*SCHRIFTLICHE ANWEISUNG A:* Gib den folgenden Auszug über das Urteilen über ungelesene Bücher vollständig und ohne jede Abweichung wieder.

*VORLIEGENDER AUSZUG:*
Bayard sagt, die Frage sei deshalb ein Tabu, weil sie von drei Dogmen umstellt sei: Lesen gelte immer noch als heiliger Akt. Einzig wer ein Buch von vorne bis hinten gelesen habe, dürfe behaupten, es zu kennen. Und nur dieser Leser habe ein Recht darauf, überhaupt ein Urteil abzugeben über das Buch. Bayard hält nun ein Plädoyer für das leberfrische Urteilen über ungelesene Bücher. Wobei er unterscheidet zwischen nicht gelesenen, vergessenen, durchgeblätterten und peripher erwähnten Büchern, also Büchern, von denen man schon mal gehört hat.

*SCHRIFTLICHE ANWEISUNG B:* Suche in den Einträgen weiter unten jede Zeile, in der die Zeichenfolge "pavement" vorkommt, und schreibe all diese Zeilen unverändert ab.

*VORLIEGENDE EINTRÄGE:*
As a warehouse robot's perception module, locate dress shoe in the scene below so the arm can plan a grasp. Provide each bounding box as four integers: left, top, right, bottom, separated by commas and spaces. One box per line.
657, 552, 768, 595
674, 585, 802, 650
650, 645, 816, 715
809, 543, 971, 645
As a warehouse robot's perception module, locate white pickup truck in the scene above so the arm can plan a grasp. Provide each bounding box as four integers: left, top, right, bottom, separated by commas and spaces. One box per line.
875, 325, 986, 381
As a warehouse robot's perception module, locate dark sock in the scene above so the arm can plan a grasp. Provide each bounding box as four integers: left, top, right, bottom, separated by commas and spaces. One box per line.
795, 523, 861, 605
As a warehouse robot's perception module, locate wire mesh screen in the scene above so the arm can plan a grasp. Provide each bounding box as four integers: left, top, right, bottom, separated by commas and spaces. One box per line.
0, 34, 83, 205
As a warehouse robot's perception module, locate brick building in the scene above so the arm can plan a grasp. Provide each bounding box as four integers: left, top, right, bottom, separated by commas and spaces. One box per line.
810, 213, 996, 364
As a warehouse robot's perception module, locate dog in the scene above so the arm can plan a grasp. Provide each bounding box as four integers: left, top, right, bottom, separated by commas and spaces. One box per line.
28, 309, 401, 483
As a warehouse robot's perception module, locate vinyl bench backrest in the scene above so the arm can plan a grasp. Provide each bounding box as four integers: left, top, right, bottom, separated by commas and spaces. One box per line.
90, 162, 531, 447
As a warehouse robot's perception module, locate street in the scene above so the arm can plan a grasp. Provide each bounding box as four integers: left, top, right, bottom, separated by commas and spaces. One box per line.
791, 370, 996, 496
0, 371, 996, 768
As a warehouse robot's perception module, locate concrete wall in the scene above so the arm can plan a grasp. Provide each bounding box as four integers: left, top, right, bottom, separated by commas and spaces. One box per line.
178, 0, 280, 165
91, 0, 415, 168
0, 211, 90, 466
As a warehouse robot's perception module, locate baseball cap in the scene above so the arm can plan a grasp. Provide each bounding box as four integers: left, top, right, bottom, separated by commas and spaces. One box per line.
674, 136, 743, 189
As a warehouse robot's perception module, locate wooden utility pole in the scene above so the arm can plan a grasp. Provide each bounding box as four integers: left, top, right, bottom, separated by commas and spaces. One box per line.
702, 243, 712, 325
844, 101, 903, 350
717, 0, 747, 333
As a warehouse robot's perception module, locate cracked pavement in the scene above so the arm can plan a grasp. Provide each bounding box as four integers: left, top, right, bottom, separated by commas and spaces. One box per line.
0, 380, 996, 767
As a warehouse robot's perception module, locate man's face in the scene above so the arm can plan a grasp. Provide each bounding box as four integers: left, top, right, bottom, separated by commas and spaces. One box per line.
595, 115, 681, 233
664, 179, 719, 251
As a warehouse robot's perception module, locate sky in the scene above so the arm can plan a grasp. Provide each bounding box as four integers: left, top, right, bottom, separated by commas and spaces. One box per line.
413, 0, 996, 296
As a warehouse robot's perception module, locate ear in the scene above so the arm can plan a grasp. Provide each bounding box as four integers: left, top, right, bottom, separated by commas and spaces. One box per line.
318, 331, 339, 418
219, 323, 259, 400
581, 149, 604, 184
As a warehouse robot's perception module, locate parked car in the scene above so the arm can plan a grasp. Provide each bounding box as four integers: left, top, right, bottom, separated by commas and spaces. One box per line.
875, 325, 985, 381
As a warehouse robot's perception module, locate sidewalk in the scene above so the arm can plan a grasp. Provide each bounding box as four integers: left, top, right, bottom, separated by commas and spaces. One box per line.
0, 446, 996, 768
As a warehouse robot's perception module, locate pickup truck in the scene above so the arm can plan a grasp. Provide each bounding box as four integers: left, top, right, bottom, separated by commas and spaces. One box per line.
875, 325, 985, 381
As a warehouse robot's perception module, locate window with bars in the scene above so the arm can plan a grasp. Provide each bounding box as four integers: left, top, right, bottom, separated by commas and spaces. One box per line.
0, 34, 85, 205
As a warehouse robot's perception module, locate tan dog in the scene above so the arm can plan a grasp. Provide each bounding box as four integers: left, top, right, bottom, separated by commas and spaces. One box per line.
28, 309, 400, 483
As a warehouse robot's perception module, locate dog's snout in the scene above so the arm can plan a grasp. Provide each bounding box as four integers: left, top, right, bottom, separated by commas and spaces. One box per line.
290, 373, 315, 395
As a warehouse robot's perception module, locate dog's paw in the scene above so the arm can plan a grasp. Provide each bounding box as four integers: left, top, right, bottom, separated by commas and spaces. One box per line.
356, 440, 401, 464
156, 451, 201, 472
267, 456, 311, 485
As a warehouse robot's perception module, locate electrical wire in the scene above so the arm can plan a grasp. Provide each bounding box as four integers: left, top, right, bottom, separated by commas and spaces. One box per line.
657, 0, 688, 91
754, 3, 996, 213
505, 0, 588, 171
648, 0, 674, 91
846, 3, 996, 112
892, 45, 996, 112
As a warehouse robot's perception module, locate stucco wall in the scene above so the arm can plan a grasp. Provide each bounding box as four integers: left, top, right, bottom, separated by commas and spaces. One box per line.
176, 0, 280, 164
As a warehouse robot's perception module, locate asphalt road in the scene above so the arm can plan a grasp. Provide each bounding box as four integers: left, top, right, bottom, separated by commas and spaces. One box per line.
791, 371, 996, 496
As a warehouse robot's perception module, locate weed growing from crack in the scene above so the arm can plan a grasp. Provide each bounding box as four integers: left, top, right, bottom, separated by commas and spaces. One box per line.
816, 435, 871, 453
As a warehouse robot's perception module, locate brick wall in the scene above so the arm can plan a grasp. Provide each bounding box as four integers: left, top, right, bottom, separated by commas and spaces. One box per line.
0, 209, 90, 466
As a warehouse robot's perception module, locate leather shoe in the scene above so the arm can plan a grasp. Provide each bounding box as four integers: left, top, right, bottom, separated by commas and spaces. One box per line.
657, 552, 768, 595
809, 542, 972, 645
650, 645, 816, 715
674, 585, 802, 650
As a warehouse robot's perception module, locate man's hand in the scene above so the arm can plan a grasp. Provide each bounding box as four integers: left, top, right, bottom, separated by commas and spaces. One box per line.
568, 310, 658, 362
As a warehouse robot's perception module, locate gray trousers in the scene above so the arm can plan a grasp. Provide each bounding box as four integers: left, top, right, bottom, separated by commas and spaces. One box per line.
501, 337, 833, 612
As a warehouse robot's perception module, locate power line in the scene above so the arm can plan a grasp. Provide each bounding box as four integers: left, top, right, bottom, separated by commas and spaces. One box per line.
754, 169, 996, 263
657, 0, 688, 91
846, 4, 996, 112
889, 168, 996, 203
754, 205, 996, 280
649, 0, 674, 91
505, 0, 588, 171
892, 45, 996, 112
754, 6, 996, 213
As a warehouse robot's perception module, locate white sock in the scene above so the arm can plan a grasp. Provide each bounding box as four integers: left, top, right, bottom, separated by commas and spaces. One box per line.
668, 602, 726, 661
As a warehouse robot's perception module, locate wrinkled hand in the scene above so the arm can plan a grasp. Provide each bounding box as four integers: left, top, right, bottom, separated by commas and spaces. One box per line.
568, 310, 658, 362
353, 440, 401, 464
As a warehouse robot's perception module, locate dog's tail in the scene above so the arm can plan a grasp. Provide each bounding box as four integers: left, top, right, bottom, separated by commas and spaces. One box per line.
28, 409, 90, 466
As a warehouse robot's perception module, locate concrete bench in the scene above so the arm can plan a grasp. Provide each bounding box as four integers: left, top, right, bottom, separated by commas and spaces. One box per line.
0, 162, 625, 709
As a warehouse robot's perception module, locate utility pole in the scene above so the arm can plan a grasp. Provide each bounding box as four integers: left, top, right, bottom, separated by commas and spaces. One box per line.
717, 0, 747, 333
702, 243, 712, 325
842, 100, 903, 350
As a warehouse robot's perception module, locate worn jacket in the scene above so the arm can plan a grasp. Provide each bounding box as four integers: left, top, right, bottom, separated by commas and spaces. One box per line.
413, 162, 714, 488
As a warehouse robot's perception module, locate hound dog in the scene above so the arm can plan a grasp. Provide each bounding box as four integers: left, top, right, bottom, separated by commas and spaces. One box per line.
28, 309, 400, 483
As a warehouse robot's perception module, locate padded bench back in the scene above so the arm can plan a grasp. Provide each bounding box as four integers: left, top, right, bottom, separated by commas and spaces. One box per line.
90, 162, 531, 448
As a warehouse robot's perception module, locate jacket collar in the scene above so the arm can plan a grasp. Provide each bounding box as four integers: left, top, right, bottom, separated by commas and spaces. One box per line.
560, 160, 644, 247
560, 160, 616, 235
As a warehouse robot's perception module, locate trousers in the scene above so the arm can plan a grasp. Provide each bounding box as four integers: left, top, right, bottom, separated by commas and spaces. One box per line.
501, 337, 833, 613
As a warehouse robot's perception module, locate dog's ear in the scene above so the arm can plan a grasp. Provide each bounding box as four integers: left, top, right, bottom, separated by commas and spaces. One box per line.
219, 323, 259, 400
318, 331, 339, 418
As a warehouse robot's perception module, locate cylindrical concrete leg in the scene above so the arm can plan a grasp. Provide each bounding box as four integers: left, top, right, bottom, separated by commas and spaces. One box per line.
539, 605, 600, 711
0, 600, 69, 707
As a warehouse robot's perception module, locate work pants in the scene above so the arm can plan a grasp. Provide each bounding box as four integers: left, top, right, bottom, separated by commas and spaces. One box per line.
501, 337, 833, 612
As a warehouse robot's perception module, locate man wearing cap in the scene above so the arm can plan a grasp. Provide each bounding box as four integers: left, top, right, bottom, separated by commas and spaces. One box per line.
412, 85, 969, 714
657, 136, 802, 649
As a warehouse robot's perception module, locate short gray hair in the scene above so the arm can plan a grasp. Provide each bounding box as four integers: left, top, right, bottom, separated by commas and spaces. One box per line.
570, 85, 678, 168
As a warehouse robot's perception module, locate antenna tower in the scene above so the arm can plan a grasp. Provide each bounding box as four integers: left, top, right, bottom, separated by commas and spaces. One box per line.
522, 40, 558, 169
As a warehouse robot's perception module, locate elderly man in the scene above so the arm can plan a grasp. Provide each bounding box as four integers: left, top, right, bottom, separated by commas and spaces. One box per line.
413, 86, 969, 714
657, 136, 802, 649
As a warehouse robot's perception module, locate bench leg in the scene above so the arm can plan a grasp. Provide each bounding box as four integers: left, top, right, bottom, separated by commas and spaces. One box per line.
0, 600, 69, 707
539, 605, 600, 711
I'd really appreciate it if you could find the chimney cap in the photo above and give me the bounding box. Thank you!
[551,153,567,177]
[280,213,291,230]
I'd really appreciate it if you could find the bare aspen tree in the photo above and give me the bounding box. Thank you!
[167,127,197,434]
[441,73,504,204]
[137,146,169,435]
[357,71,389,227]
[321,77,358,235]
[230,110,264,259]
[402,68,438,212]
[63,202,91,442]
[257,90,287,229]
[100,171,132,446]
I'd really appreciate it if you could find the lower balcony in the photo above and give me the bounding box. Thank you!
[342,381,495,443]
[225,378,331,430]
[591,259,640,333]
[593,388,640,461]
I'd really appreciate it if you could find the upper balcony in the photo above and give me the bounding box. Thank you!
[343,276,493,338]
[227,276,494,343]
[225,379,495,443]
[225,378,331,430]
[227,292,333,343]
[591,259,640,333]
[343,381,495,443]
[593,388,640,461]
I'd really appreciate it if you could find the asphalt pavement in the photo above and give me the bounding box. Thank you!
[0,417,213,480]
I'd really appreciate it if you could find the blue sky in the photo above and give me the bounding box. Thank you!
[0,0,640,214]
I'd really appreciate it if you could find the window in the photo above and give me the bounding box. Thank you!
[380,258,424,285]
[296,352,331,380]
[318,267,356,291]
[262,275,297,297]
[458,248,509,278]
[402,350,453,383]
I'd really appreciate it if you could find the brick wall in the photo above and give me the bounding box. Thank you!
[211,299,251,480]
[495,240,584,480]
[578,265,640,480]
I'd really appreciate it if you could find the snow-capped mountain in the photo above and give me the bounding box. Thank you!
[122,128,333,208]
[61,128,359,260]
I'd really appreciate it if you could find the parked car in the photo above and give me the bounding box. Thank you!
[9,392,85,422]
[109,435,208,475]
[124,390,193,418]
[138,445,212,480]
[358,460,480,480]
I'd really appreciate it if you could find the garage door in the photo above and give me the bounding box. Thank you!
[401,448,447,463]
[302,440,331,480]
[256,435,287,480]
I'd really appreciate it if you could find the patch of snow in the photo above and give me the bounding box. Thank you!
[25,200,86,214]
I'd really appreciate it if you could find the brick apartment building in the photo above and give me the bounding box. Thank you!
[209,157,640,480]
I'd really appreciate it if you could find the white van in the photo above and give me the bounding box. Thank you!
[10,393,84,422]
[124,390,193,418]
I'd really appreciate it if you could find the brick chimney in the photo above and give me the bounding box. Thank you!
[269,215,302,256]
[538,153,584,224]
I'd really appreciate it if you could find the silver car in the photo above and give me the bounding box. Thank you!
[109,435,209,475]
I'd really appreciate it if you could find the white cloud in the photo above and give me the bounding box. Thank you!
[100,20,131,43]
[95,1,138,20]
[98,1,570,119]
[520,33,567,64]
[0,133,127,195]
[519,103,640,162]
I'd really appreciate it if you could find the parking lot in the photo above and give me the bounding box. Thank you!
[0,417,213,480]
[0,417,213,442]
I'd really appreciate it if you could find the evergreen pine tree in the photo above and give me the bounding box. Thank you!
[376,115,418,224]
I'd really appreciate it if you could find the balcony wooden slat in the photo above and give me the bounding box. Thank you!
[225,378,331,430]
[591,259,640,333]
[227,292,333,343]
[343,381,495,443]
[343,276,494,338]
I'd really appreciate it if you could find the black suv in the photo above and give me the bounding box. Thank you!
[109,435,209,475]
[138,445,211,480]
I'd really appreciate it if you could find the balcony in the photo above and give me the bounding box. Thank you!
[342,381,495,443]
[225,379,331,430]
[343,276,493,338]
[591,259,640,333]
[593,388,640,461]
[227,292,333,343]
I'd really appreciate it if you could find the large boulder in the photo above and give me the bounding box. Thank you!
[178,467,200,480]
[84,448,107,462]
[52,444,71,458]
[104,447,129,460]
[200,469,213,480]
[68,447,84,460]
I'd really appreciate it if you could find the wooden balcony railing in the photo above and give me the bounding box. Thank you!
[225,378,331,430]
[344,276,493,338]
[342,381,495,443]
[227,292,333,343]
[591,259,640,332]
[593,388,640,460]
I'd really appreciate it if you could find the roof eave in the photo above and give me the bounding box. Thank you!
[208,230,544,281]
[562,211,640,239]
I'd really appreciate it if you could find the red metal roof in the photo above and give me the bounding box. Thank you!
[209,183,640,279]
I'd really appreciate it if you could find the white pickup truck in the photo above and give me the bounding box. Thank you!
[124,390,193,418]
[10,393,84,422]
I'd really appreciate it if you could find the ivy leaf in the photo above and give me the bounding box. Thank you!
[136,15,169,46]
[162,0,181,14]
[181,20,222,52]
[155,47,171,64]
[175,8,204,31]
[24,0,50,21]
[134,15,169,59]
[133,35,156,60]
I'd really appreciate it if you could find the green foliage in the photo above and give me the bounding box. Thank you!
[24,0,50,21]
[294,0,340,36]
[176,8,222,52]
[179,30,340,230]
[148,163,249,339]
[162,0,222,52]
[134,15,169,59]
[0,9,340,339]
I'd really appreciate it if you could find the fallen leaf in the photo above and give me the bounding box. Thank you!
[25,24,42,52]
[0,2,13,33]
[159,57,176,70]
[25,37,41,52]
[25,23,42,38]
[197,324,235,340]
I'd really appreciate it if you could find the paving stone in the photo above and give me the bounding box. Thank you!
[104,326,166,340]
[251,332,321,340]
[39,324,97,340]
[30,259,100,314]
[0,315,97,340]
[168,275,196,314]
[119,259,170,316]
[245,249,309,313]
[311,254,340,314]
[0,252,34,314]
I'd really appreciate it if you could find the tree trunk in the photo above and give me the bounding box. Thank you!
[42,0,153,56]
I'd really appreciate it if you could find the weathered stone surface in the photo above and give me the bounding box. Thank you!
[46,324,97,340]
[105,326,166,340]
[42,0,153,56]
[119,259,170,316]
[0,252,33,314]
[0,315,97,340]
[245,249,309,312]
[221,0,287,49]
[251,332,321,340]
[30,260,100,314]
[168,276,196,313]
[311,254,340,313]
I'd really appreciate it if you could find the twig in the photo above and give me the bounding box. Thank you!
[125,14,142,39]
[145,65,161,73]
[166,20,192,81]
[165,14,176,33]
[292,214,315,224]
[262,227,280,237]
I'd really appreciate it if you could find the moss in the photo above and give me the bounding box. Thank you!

*VOLLSTÄNDIGE AUSGABE A:*
Bayard sagt, die Frage sei deshalb ein Tabu, weil sie von drei Dogmen umstellt sei: Lesen gelte immer noch als heiliger Akt. Einzig wer ein Buch von vorne bis hinten gelesen habe, dürfe behaupten, es zu kennen. Und nur dieser Leser habe ein Recht darauf, überhaupt ein Urteil abzugeben über das Buch. Bayard hält nun ein Plädoyer für das leberfrische Urteilen über ungelesene Bücher. Wobei er unterscheidet zwischen nicht gelesenen, vergessenen, durchgeblätterten und peripher erwähnten Büchern, also Büchern, von denen man schon mal gehört hat.

*VOLLSTÄNDIGE AUSGABE B:*
As a warehouse robot's perception module, locate cracked pavement in the scene above so the arm can plan a grasp. Provide each bounding box as four integers: left, top, right, bottom, separated by commas and spaces. One box per line.
I'd really appreciate it if you could find the asphalt pavement in the photo above and give me the bounding box. Thank you!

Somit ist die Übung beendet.